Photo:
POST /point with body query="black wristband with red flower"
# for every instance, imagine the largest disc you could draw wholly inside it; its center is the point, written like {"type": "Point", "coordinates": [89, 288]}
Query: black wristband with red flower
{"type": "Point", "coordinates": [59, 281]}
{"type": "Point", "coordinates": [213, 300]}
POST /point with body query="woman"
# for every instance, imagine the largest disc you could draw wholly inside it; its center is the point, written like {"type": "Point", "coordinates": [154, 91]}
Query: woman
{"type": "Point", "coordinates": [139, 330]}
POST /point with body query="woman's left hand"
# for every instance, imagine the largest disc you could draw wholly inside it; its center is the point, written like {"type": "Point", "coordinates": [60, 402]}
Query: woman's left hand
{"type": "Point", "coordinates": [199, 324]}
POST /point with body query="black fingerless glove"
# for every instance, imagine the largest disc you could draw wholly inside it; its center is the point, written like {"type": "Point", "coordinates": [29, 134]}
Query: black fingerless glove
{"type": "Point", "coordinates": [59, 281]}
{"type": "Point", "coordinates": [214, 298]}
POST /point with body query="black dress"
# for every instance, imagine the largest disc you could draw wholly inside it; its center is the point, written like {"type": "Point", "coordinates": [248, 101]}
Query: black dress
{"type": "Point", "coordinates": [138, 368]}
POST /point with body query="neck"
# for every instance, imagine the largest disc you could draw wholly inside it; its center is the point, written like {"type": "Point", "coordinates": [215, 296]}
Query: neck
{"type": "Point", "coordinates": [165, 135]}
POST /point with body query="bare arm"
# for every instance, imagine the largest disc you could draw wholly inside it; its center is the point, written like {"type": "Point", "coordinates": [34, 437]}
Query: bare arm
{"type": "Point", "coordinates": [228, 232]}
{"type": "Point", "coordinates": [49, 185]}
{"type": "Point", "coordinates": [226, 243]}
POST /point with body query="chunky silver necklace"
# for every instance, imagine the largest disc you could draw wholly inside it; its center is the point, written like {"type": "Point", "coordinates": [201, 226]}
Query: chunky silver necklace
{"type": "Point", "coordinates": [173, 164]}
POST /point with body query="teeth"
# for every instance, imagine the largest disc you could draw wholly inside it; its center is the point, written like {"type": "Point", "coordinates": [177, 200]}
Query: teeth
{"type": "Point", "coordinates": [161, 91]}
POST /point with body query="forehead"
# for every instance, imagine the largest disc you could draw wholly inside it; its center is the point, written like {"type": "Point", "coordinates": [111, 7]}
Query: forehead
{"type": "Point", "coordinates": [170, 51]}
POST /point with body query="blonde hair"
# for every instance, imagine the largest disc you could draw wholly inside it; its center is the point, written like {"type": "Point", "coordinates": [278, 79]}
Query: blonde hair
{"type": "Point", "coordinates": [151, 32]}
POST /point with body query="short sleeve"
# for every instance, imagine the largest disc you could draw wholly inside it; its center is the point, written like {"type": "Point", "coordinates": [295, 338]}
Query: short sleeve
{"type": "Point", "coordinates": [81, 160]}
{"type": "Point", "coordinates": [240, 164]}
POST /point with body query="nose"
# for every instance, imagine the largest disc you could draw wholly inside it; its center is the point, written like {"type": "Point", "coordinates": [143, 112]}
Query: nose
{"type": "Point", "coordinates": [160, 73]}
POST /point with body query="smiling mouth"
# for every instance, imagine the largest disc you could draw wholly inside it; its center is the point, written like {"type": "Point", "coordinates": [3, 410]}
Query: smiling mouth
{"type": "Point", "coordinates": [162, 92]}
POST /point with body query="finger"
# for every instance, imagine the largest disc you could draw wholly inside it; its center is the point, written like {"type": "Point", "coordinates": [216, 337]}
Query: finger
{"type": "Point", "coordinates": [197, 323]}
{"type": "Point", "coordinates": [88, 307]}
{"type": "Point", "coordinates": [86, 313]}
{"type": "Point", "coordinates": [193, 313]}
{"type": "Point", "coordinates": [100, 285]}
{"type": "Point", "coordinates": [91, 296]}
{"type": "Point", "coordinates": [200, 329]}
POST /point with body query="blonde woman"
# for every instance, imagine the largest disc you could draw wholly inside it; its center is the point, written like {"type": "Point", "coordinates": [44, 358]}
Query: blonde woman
⁂
Task brief: Reproduce the material. Keep every word as written.

Task response:
Photo:
POST /point with body query="black wristband with red flower"
# for every instance, imagine the largest disc you could draw wholly inside it; its center is the point, written like {"type": "Point", "coordinates": [89, 288]}
Query: black wristband with red flower
{"type": "Point", "coordinates": [59, 281]}
{"type": "Point", "coordinates": [213, 300]}
POST /point with body query="woman"
# for every instance, imagine the largest disc you could draw wholly inside it; its center is the point, written like {"type": "Point", "coordinates": [154, 91]}
Query: woman
{"type": "Point", "coordinates": [139, 330]}
POST /point with body query="woman's left hand"
# for every instance, imagine the largest disc you could draw wholly inside it; its center is the point, written like {"type": "Point", "coordinates": [60, 402]}
Query: woman's left hand
{"type": "Point", "coordinates": [199, 324]}
POST /point with body query="black fingerless glove"
# for every instance, imagine the largest disc you could draw wholly inside it; its center is the point, written like {"type": "Point", "coordinates": [29, 134]}
Query: black fingerless glove
{"type": "Point", "coordinates": [59, 281]}
{"type": "Point", "coordinates": [214, 298]}
POST /point with body query="black dress"
# for every instance, imagine the largest disc you could draw wholly inside it; its center is the point, written like {"type": "Point", "coordinates": [248, 101]}
Query: black dress
{"type": "Point", "coordinates": [138, 368]}
POST /point with body query="neck"
# for every instance, imagine the largest disc you could draw wholly inside it; its center is the point, written like {"type": "Point", "coordinates": [215, 296]}
Query: neck
{"type": "Point", "coordinates": [165, 135]}
POST /point with body query="bare arm"
# for every instance, imagine the largest disc you could draw wholly inside it; its center is the point, written like {"type": "Point", "coordinates": [34, 437]}
Query: bare arm
{"type": "Point", "coordinates": [228, 232]}
{"type": "Point", "coordinates": [49, 185]}
{"type": "Point", "coordinates": [226, 243]}
POST /point with body query="chunky silver necklace"
# for every instance, imagine the largest disc you could draw wholly inside it; its center is the point, written like {"type": "Point", "coordinates": [201, 226]}
Query: chunky silver necklace
{"type": "Point", "coordinates": [173, 164]}
POST /point with body query="teeth"
# for every instance, imagine the largest disc you could draw wholly inside it; its center is the point, written like {"type": "Point", "coordinates": [177, 200]}
Query: teeth
{"type": "Point", "coordinates": [161, 91]}
POST /point with body query="forehead"
# for every instance, imagine the largest disc you could draw wholly inside it; its center is the point, written like {"type": "Point", "coordinates": [111, 7]}
Query: forehead
{"type": "Point", "coordinates": [170, 51]}
POST /point with body query="blonde hair"
# for every instance, imagine the largest disc you could draw wholly inside it; its center is the point, written like {"type": "Point", "coordinates": [278, 79]}
Query: blonde hair
{"type": "Point", "coordinates": [151, 32]}
POST /point with body query="short sleeve"
# for every instance, imagine the largest disc you could draw wholly inside it; its center is the point, written like {"type": "Point", "coordinates": [295, 338]}
Query: short sleeve
{"type": "Point", "coordinates": [81, 160]}
{"type": "Point", "coordinates": [240, 164]}
POST /point with body query="nose"
# for every instance, imagine the largest disc you could draw wholly inside it; its center is the point, written like {"type": "Point", "coordinates": [143, 112]}
Query: nose
{"type": "Point", "coordinates": [160, 73]}
POST /point with body query="smiling mouth"
# for every instance, imagine the largest disc you could draw wholly inside it; its center is the point, written like {"type": "Point", "coordinates": [3, 410]}
Query: smiling mouth
{"type": "Point", "coordinates": [162, 92]}
POST /point with body query="finger"
# for every instance, imagine the largest disc you could draw wholly inside it; its center is the point, written like {"type": "Point", "coordinates": [216, 337]}
Query: finger
{"type": "Point", "coordinates": [197, 323]}
{"type": "Point", "coordinates": [88, 307]}
{"type": "Point", "coordinates": [86, 313]}
{"type": "Point", "coordinates": [193, 313]}
{"type": "Point", "coordinates": [100, 285]}
{"type": "Point", "coordinates": [91, 296]}
{"type": "Point", "coordinates": [200, 329]}
POST /point with body query="blonde woman"
# for every instance, imagine the largest disc you could draw wholly inside it; its center is the point, written like {"type": "Point", "coordinates": [44, 358]}
Query: blonde woman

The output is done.